— Start —
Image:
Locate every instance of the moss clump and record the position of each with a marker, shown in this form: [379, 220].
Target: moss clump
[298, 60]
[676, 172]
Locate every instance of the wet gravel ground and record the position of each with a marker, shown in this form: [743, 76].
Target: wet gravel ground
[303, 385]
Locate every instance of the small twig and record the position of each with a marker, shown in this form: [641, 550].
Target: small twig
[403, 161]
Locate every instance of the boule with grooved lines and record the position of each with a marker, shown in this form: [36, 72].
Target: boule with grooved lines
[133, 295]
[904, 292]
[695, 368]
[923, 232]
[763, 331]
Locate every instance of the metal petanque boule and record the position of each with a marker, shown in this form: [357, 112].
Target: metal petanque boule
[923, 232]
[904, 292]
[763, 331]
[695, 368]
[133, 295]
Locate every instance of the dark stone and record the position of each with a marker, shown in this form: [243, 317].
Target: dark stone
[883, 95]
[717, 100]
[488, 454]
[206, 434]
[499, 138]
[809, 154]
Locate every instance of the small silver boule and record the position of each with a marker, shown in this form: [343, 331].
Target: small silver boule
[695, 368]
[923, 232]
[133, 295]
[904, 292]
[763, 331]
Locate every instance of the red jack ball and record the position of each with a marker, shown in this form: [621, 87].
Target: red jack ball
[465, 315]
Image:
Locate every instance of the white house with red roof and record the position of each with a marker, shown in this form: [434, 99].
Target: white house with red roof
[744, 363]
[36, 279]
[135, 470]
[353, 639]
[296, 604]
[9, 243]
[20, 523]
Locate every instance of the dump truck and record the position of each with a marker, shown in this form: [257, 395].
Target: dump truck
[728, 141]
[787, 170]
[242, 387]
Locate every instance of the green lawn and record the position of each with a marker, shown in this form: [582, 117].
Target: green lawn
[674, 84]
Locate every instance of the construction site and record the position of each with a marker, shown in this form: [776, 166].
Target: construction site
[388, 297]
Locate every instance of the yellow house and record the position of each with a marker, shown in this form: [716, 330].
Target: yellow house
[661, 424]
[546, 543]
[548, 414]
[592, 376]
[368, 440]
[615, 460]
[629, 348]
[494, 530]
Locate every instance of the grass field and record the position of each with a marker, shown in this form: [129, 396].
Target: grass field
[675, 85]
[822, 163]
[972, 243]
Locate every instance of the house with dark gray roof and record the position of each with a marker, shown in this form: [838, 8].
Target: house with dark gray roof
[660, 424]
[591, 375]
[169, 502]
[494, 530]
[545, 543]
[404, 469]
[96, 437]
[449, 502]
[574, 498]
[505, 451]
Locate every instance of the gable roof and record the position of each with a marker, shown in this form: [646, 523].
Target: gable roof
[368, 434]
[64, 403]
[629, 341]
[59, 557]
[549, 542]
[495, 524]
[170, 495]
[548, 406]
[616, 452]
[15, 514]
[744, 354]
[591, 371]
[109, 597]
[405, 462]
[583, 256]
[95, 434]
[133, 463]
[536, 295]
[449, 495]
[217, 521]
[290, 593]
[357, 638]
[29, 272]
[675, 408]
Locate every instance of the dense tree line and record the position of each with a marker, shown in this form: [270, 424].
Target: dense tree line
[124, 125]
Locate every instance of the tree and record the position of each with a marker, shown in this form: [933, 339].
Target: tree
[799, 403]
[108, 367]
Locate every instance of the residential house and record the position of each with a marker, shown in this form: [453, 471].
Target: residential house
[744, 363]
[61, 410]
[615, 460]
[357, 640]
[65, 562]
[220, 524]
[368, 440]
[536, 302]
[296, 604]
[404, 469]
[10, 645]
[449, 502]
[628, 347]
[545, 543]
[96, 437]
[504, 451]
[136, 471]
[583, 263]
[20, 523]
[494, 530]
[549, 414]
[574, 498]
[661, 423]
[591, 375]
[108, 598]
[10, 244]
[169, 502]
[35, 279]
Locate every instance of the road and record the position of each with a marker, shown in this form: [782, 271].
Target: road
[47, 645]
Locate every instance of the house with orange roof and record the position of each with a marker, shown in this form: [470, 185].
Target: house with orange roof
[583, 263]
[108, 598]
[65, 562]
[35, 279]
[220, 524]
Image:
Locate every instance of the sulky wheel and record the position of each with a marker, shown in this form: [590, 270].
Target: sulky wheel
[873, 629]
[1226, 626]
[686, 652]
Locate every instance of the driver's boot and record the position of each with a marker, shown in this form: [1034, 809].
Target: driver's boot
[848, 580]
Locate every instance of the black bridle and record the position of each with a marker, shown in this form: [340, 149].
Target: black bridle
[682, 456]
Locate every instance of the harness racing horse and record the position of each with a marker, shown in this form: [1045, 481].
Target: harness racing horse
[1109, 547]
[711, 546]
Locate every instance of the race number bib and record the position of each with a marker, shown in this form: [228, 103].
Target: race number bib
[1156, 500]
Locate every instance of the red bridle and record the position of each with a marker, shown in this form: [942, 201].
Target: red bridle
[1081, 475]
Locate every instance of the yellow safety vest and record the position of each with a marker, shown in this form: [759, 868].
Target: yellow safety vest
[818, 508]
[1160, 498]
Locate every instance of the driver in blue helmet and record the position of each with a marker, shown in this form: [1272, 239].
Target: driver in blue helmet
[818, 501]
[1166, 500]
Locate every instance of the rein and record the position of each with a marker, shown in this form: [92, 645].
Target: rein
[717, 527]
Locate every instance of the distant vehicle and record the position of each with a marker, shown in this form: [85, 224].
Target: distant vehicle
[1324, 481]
— End —
◆ **What to produce**:
Reproduce the entire listing above line for line, without changing anything.

◆ **Result of the task**:
Image:
Locate every instance of the moss clump and record the position of each with a marker, shown in this form: [379, 220].
Target: moss clump
[298, 60]
[676, 172]
Locate every instance of the wet gravel ground and record the position of each with a marker, shown in this form: [743, 76].
Target: wet gravel ground
[303, 385]
Locate every instance of the small twig and record the position of each with a marker, shown in this form: [641, 550].
Target: small twig
[403, 161]
Locate every instance of the boule with grooved lines and record the position of each with a marker, shown in this form: [36, 72].
Target: boule with grooved lines
[133, 295]
[904, 292]
[695, 368]
[923, 232]
[763, 331]
Locate every instance of the metal petanque boule and record the position of each with a marker, shown in this form: [357, 112].
Target: metal petanque boule
[923, 232]
[904, 292]
[763, 331]
[695, 368]
[133, 295]
Locate every instance of the dark stone and record the position of each with a marker, shown in this form: [243, 317].
Target: dark stone
[883, 95]
[717, 100]
[488, 454]
[206, 434]
[499, 138]
[809, 154]
Locate every instance of the small silver boule and record the position of each with a marker, shown in this form: [343, 331].
Target: small silver boule
[695, 368]
[923, 232]
[133, 295]
[904, 292]
[763, 331]
Locate every instance of the red jack ball and record the position of each with a marker, shown in this form: [621, 87].
Target: red jack ball
[465, 315]
Image:
Locate every instance of the white house with red roof and record the position of each with a marker, shown in this form: [434, 99].
Target: white house with red roof
[744, 363]
[36, 279]
[135, 470]
[353, 639]
[296, 604]
[9, 243]
[20, 523]
Locate every instance of the dump truck and record the position of each with a marker, shown in this form: [257, 395].
Target: dump truck
[728, 141]
[787, 170]
[242, 387]
Locate every instance of the green lawn and record the position of each with a marker, shown in this form: [582, 117].
Target: green lawn
[674, 84]
Locate every instance of the construction site and record the position of each with a marker, shown in this form: [776, 166].
Target: construction site
[388, 297]
Locate every instance of the yellow house and record the position of each with a marker, shown in this form: [716, 330].
Target: yellow house
[661, 424]
[546, 543]
[548, 414]
[592, 376]
[368, 440]
[615, 460]
[629, 348]
[494, 530]
Locate every instance of the grass field and record the position of each with a marker, shown in this form: [129, 396].
Target: grass field
[675, 85]
[822, 163]
[972, 243]
Locate every instance of the house with dark gray roof and record the position of each with a marker, shown in this form: [838, 8].
Target: house with dark gray roof
[660, 424]
[591, 375]
[169, 502]
[494, 530]
[545, 543]
[404, 469]
[96, 437]
[449, 502]
[574, 498]
[505, 451]
Locate every instance of the gable roof and record the position of each with a marker, shown in this form: [646, 523].
Target: gable roof
[368, 434]
[64, 403]
[629, 341]
[59, 557]
[549, 542]
[495, 524]
[170, 495]
[548, 406]
[616, 452]
[15, 514]
[744, 354]
[591, 371]
[109, 597]
[405, 462]
[583, 256]
[95, 434]
[133, 463]
[536, 295]
[449, 495]
[217, 521]
[290, 593]
[357, 638]
[29, 272]
[675, 408]
Locate every instance of the dense tree line and record the position of each with a marker, shown in this form: [270, 424].
Target: dense tree line
[124, 125]
Locate every instance of the tree and record the position of each with a marker, shown in this form: [933, 339].
Target: tree
[799, 403]
[108, 367]
Locate every instance of the residential house and record the position of each with a marker, shown in this form: [453, 471].
Target: residential house
[744, 363]
[61, 410]
[615, 460]
[357, 640]
[65, 562]
[220, 524]
[368, 440]
[536, 302]
[296, 604]
[404, 469]
[10, 645]
[449, 502]
[628, 347]
[545, 543]
[96, 437]
[504, 451]
[136, 471]
[583, 263]
[20, 523]
[494, 530]
[549, 414]
[574, 498]
[661, 423]
[591, 375]
[108, 598]
[10, 244]
[169, 502]
[35, 279]
Locate every instance of the road and record the position of each with a marker, shown in this form: [782, 271].
Target: road
[47, 645]
Locate every instance of the house with orange roof and record the position of each with a marker, shown in this form: [470, 185].
Target: house with orange roof
[583, 263]
[108, 598]
[65, 562]
[35, 279]
[220, 524]
Image:
Locate every instance of the sulky wheel and record the position of each with a marker, shown in this form: [590, 270].
Target: sulky wheel
[873, 629]
[1226, 626]
[686, 652]
Locate every instance of the driver's boot and record the position of each with a marker, shown in this form: [1034, 809].
Target: driver's boot
[848, 580]
Locate every instance of the black bridle and record the position of each with a marker, shown in this form: [340, 149].
Target: black bridle
[682, 456]
Locate every instance of the harness racing horse and record the position of each with a marker, shown in this form: [1045, 481].
Target: harness racing horse
[1109, 547]
[711, 546]
Locate every instance of the race number bib and record the position of each with a marker, shown in this form: [228, 103].
Target: race number bib
[1156, 500]
Locate every instance of the red bridle and record the position of each with a marker, shown in this form: [942, 201].
Target: red bridle
[1081, 475]
Locate every instance of the yellow safety vest and record the position of each with a marker, shown in this form: [759, 868].
Target: yellow safety vest
[818, 508]
[1160, 498]
Locate every instance of the driver in blue helmet and record the position of each with a marker, shown in this form: [1272, 239].
Target: driver in blue helmet
[818, 501]
[1166, 500]
Locate every instance of the rein and record the position of each with a marker, shown in this form: [92, 645].
Target: rein
[717, 527]
Locate every instance of the distant vehicle and record the position of each with a marker, shown in this form: [85, 224].
Target: distant vehicle
[1324, 481]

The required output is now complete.